Instructions to follow
Write out again only the lines running from the one that contains "Please place a point on the water spray" to the end of the records below, including both the first and the last.

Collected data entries
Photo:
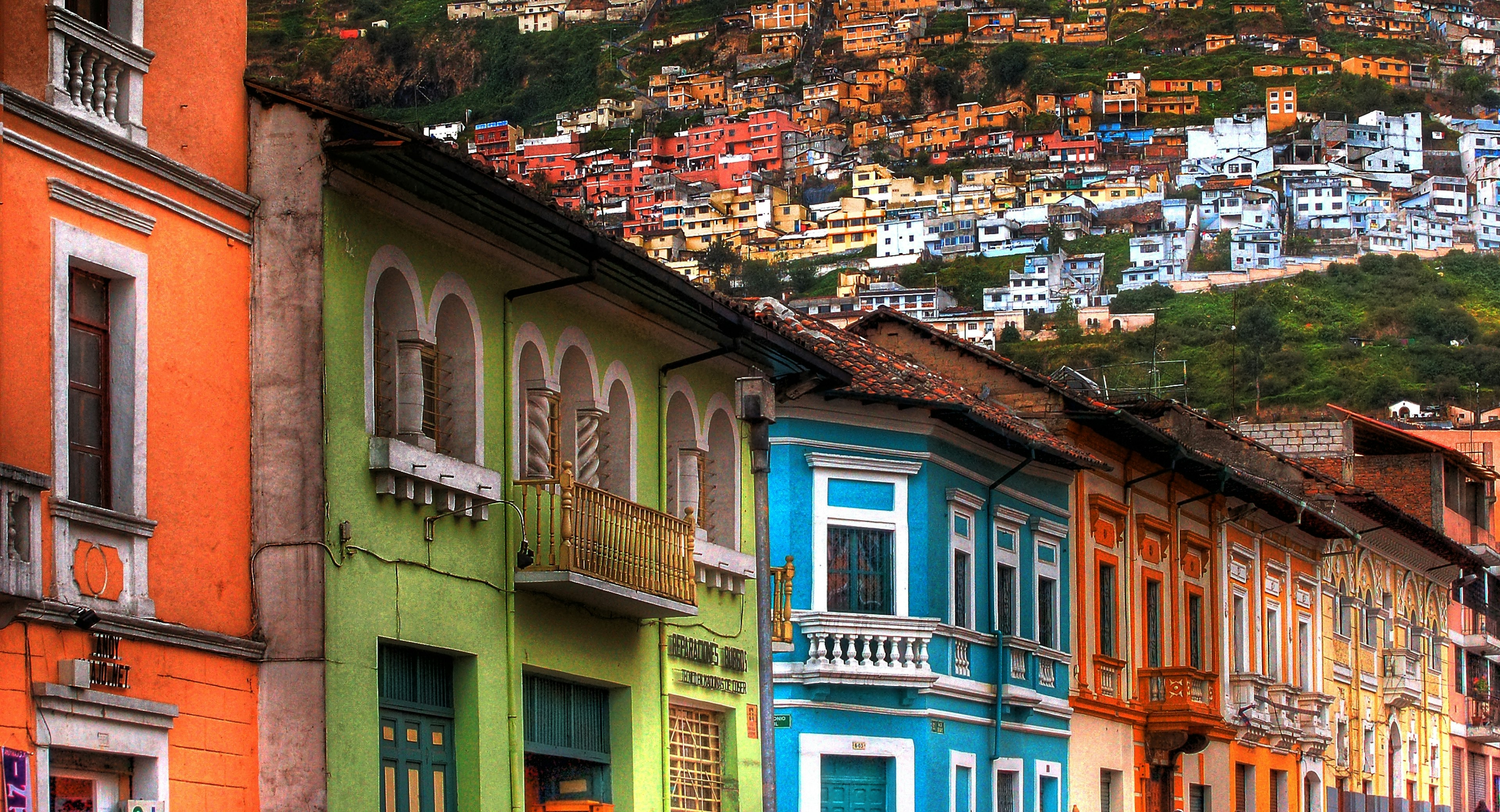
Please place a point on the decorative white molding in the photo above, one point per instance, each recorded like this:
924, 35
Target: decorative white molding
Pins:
959, 496
845, 463
89, 170
1010, 518
1019, 496
100, 206
125, 151
1055, 532
814, 746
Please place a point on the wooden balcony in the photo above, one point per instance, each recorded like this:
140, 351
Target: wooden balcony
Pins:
602, 550
1484, 719
782, 605
1180, 700
1403, 687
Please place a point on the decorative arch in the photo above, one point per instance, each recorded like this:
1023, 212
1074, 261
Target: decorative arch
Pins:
684, 451
454, 316
619, 439
536, 398
721, 506
389, 272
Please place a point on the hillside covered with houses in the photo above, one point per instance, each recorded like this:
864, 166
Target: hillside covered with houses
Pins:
1082, 182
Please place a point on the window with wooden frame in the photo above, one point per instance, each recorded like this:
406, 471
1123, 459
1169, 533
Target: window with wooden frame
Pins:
1196, 631
1107, 609
696, 758
89, 389
1153, 623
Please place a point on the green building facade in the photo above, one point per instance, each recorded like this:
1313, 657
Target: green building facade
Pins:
590, 639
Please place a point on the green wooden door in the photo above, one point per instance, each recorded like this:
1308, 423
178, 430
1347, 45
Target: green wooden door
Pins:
416, 758
416, 732
854, 784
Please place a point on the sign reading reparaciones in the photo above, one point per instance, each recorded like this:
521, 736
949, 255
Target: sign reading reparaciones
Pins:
710, 682
707, 652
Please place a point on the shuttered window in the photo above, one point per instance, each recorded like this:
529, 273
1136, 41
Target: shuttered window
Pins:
860, 571
566, 719
89, 389
416, 732
1198, 798
1153, 623
696, 760
1107, 610
1007, 792
1007, 600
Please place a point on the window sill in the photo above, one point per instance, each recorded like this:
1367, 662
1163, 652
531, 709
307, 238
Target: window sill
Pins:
428, 478
103, 517
721, 568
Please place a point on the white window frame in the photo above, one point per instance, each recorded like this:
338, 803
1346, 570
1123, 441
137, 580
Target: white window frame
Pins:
956, 760
1009, 523
862, 469
122, 526
965, 505
1045, 771
1239, 652
1014, 766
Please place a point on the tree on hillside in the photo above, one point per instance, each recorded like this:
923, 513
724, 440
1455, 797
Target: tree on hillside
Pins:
1259, 334
761, 278
1007, 65
719, 257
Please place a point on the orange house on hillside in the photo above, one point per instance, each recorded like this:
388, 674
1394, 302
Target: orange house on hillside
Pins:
127, 622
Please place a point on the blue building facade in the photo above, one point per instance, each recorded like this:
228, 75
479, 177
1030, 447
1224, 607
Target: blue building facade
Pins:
929, 659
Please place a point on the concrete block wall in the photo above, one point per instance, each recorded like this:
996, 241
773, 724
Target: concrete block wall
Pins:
1309, 439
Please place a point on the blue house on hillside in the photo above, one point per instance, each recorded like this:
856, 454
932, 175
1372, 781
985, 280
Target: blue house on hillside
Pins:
928, 532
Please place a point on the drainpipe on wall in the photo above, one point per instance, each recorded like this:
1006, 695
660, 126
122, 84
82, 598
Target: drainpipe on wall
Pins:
757, 409
1000, 646
515, 744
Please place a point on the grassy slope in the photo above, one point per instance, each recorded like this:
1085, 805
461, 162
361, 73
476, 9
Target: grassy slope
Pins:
1411, 310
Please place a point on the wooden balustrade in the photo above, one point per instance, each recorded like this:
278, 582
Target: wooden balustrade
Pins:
591, 532
782, 602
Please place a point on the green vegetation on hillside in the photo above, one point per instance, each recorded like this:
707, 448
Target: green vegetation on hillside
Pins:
1362, 335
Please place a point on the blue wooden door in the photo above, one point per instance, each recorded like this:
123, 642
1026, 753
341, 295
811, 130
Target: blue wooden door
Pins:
854, 784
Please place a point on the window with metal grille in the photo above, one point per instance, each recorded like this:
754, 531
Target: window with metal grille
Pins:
1048, 613
1196, 631
696, 760
1244, 775
105, 667
1005, 601
1007, 792
961, 589
1198, 798
1107, 610
89, 389
860, 571
1153, 623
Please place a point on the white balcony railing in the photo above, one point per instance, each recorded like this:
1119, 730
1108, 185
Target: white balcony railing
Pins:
96, 74
868, 649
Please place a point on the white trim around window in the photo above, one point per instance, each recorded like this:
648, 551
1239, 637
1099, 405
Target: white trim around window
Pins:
962, 760
862, 469
814, 746
1009, 766
962, 509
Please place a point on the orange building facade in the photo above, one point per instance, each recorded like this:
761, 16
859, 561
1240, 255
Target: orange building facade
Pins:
128, 669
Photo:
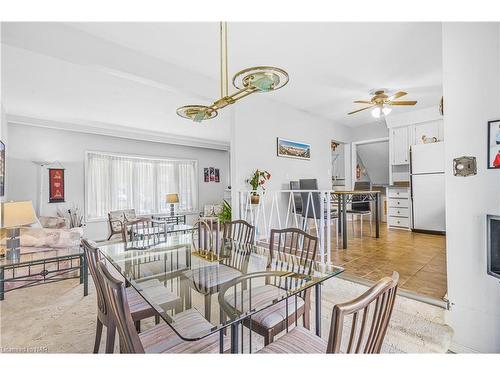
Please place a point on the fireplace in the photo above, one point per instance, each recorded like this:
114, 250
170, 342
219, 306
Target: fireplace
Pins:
493, 245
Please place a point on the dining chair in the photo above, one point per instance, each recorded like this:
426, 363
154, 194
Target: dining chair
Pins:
160, 338
240, 231
357, 326
291, 250
360, 207
208, 279
143, 232
139, 308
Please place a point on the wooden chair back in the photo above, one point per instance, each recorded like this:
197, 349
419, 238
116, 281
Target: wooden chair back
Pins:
370, 313
93, 256
240, 231
206, 236
116, 300
143, 232
296, 242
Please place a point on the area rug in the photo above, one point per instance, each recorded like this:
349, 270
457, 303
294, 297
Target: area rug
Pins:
56, 318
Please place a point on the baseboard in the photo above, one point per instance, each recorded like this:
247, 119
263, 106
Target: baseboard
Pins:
461, 349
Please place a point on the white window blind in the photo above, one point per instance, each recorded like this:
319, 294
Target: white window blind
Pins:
115, 182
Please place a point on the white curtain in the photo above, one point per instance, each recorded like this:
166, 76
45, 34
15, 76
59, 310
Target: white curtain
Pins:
117, 182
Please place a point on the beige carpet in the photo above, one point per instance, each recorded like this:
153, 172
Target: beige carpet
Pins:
56, 318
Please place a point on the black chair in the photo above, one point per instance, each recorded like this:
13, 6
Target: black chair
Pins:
360, 206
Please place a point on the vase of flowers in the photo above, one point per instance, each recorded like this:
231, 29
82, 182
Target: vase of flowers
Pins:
257, 182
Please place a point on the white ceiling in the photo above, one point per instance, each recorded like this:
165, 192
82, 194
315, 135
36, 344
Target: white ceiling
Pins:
102, 69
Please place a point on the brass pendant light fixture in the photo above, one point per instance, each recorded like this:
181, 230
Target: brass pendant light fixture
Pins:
246, 81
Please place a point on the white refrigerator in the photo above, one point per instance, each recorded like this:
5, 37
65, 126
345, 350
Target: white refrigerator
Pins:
427, 187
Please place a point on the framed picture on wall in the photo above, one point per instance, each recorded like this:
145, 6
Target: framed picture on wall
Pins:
293, 149
56, 185
494, 144
2, 169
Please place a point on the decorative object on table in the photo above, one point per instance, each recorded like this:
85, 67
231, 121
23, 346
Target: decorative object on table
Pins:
247, 81
2, 169
381, 102
225, 215
56, 185
15, 215
494, 144
172, 199
257, 181
426, 139
74, 215
464, 166
292, 149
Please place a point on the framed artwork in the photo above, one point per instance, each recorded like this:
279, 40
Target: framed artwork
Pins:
293, 149
494, 144
2, 169
56, 185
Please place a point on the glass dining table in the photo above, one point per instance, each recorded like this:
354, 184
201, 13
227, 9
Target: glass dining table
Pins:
225, 279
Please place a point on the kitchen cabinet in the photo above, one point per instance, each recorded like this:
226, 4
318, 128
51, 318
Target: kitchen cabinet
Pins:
400, 146
399, 208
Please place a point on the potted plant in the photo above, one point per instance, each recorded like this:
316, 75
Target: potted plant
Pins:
225, 215
257, 181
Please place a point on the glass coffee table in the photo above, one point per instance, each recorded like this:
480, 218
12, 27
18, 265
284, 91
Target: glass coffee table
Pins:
42, 267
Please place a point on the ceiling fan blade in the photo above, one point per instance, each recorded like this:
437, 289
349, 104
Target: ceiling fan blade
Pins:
359, 110
399, 94
402, 102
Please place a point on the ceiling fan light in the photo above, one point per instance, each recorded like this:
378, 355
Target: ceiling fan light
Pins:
377, 112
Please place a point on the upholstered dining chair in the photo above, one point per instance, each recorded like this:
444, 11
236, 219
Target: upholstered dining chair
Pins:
240, 231
143, 230
160, 338
357, 326
139, 308
207, 280
275, 319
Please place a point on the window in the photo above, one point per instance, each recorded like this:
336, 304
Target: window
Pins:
116, 182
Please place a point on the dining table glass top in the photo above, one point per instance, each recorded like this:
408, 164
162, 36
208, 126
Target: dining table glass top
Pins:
213, 288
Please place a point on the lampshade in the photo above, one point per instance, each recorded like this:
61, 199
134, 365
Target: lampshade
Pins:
173, 198
16, 214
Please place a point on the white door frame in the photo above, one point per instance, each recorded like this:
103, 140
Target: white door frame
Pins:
354, 154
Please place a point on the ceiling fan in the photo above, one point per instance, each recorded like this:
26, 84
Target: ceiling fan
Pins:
381, 102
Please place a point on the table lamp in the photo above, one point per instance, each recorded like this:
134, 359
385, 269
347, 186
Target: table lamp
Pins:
172, 199
15, 215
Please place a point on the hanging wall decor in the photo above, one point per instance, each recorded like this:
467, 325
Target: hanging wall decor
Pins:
494, 144
56, 185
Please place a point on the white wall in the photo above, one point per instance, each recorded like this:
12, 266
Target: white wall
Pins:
29, 143
471, 65
373, 130
256, 124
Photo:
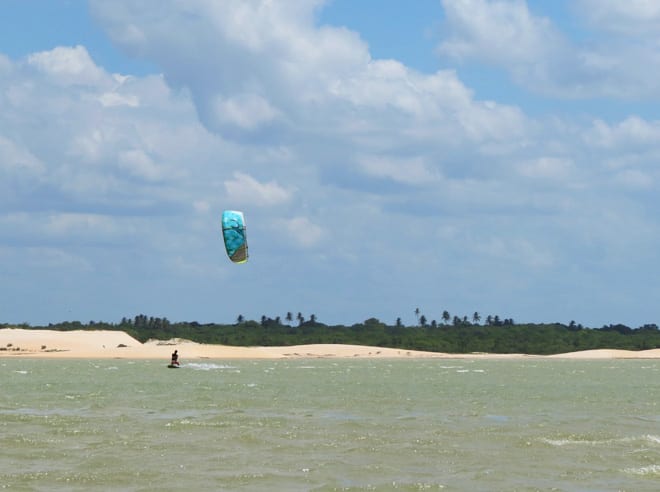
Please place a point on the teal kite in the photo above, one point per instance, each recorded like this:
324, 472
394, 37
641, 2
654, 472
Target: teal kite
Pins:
233, 232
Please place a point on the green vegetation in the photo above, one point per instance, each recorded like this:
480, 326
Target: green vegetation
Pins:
453, 335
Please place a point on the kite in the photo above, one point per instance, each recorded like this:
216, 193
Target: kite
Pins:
234, 235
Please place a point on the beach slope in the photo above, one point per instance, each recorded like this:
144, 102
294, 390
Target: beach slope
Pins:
107, 344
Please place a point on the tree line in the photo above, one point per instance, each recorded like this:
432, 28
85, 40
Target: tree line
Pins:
453, 335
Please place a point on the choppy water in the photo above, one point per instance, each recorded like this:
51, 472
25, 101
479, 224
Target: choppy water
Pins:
298, 425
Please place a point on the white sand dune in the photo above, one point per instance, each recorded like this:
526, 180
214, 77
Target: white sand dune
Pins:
101, 344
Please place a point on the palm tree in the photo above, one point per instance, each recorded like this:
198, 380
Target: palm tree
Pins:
446, 316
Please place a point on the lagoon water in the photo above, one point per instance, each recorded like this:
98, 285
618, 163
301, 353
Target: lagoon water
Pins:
330, 424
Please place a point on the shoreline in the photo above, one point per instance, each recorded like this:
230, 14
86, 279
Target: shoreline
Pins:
106, 344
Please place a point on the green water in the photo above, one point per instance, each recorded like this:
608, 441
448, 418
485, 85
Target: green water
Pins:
319, 424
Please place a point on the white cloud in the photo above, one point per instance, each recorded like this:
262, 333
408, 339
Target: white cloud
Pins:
384, 173
499, 31
633, 131
552, 168
68, 66
247, 111
16, 160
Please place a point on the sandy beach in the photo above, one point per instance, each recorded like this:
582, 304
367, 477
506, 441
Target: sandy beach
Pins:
82, 344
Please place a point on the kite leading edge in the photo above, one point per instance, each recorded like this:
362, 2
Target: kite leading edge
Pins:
234, 235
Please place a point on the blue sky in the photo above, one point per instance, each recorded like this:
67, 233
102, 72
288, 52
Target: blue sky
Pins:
462, 155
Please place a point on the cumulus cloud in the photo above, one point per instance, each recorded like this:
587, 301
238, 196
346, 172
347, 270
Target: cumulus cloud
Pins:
67, 66
366, 168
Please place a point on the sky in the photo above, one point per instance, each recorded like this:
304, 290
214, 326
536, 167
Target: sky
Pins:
497, 156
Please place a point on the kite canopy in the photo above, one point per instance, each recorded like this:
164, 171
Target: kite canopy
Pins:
234, 235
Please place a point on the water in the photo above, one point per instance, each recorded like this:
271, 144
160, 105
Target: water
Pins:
323, 424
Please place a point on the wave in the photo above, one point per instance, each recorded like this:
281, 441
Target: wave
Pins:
206, 366
653, 470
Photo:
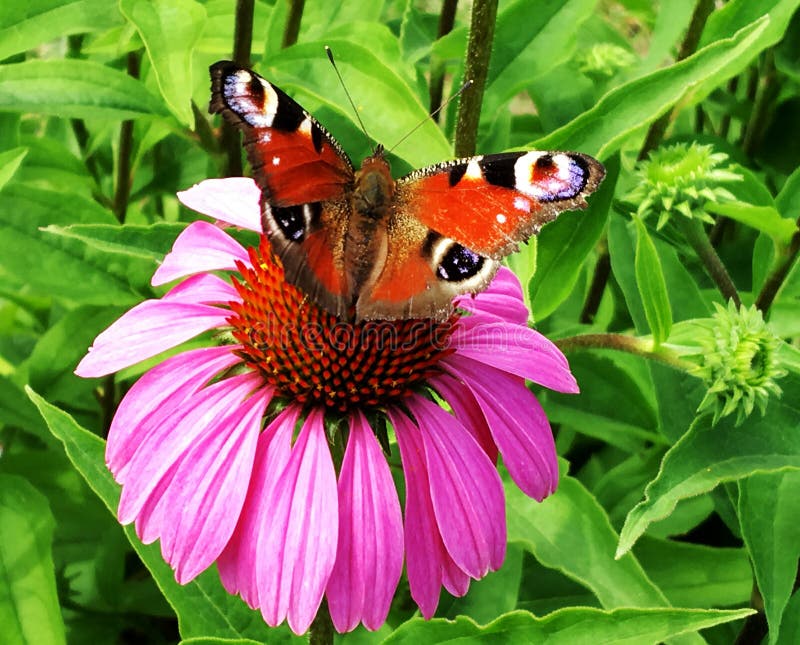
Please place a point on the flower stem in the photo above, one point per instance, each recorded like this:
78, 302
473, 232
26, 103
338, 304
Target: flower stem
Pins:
775, 279
321, 632
623, 343
122, 192
446, 21
476, 69
657, 130
292, 28
242, 43
696, 236
602, 270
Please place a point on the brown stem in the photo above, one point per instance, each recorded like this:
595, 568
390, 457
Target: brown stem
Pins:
124, 175
695, 234
602, 270
292, 28
476, 69
658, 128
447, 19
321, 632
230, 140
777, 277
623, 343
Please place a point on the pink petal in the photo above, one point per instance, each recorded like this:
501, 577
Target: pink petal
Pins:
151, 327
203, 289
156, 394
235, 200
207, 492
238, 563
369, 558
502, 299
297, 548
428, 563
169, 443
515, 349
200, 247
466, 408
466, 490
519, 427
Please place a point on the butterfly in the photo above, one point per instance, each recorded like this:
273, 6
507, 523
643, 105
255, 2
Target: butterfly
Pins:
363, 245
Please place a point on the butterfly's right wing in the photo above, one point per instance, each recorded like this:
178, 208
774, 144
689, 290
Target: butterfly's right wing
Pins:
304, 176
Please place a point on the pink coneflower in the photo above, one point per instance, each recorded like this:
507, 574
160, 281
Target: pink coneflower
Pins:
224, 455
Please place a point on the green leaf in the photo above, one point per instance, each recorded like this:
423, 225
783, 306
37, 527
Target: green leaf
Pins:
390, 99
78, 89
695, 575
29, 611
203, 607
766, 219
170, 30
768, 510
26, 25
571, 626
53, 265
571, 522
563, 246
707, 456
652, 286
601, 130
10, 161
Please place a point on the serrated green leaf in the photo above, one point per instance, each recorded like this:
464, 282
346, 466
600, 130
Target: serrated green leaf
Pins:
203, 607
79, 89
695, 575
25, 25
652, 286
170, 31
707, 456
57, 266
563, 246
29, 611
766, 219
10, 161
601, 130
571, 626
769, 506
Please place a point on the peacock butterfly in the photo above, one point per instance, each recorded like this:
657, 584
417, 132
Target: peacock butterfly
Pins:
363, 245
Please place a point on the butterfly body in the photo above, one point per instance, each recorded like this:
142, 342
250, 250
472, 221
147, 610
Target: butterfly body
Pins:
364, 245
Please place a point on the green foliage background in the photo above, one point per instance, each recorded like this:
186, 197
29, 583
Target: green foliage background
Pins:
663, 524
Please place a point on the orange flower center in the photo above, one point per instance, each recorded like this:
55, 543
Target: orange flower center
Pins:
311, 356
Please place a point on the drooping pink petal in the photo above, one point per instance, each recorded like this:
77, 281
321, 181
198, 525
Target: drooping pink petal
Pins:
169, 443
208, 489
502, 299
466, 408
297, 549
238, 563
200, 247
235, 200
466, 490
369, 557
515, 349
203, 289
151, 327
156, 394
428, 564
518, 424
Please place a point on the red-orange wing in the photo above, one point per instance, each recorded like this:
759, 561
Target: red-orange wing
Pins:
294, 159
490, 204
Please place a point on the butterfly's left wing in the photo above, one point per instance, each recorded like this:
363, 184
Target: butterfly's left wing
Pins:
453, 223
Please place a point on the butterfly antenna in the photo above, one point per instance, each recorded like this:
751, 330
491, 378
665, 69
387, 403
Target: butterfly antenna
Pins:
433, 114
349, 98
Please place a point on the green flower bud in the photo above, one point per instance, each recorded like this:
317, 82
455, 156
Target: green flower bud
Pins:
738, 362
680, 180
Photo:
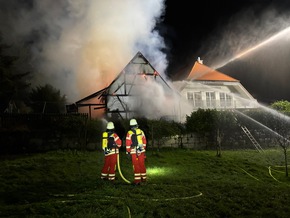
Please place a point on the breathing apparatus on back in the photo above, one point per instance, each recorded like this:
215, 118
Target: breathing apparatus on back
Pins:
108, 138
136, 136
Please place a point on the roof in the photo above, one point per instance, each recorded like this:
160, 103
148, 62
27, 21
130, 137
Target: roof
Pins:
201, 72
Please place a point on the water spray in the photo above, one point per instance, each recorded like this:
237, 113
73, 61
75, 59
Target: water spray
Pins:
284, 32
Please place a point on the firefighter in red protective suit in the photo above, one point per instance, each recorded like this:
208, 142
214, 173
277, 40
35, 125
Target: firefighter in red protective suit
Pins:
110, 144
136, 147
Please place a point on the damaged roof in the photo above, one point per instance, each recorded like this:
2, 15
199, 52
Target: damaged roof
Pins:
201, 72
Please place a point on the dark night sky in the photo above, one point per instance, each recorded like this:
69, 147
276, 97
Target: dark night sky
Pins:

Output of the exercise
Please place a point on the water spray in the photo above, one point per instance, each recorded like this:
237, 113
73, 61
75, 59
Target: water spray
Pins:
284, 32
Please place a point on the firefighter in red protective suit in the photo above, one point per instance, each recorded like this:
208, 142
214, 173
277, 40
35, 125
Target: firefighter in red protective suit
Pins:
110, 144
136, 147
Please place a point on the damaged roof in the photo above, one point per instance, each recorded like this:
2, 15
199, 52
Target: damaged roof
Pins:
201, 72
Please place a point on the dark night sky in the photo above, one point per instance, each recorded like this:
69, 147
276, 97
Target: dark night sky
Pins:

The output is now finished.